Records provided |
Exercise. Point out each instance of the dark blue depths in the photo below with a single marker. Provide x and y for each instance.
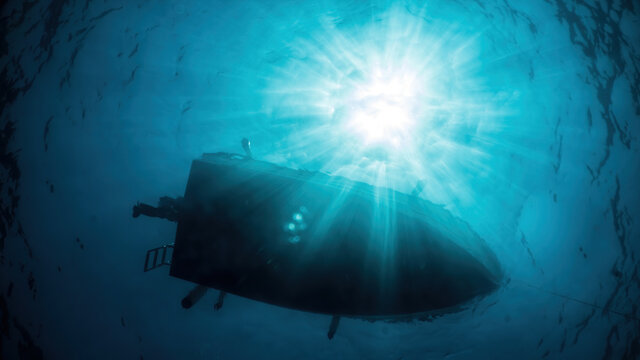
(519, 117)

...

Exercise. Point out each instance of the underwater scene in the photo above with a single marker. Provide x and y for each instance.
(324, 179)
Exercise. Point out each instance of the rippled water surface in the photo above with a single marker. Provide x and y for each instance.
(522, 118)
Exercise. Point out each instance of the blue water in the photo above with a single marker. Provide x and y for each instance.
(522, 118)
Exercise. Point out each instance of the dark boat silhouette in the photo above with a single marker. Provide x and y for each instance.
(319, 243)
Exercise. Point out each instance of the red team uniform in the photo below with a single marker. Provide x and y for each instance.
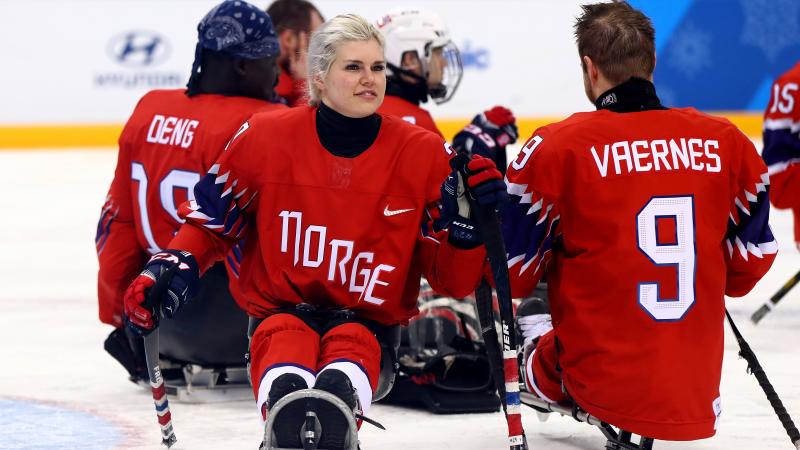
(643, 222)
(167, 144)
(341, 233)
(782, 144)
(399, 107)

--

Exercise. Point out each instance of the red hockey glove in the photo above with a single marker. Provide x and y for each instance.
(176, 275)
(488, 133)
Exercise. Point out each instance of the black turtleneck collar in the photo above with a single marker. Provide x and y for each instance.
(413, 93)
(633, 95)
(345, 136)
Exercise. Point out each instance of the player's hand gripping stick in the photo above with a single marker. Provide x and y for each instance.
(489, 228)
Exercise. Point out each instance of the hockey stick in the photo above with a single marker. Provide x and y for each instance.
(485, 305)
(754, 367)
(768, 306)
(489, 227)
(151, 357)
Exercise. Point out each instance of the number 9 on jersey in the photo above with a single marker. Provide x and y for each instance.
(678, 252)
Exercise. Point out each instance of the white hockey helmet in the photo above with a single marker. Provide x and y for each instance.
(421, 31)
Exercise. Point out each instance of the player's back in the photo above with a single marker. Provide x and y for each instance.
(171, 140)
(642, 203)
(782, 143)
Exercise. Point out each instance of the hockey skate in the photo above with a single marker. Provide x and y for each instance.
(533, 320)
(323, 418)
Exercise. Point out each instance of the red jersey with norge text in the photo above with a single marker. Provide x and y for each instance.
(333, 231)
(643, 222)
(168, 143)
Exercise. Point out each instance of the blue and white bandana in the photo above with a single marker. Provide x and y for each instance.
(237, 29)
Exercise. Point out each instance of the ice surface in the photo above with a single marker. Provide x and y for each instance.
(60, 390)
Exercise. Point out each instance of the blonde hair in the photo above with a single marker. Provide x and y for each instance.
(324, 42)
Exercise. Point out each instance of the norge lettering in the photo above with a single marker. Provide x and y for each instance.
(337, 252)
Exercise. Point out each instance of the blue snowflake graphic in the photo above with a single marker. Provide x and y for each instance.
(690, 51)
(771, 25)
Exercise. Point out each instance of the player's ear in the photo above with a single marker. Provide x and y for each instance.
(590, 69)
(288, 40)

To do |
Which lines of the listing above contain the string "surface", counting only matches in the same letter case? Pick out each of those lines in full.

Output for this task |
Exercise. Point out each instance of the rippled water surface in the photo above with a single marker. Provide x and y for each instance.
Exercise. Point out each instance of the ice surface in the photo above with a single marker. Provide x and y for each instance.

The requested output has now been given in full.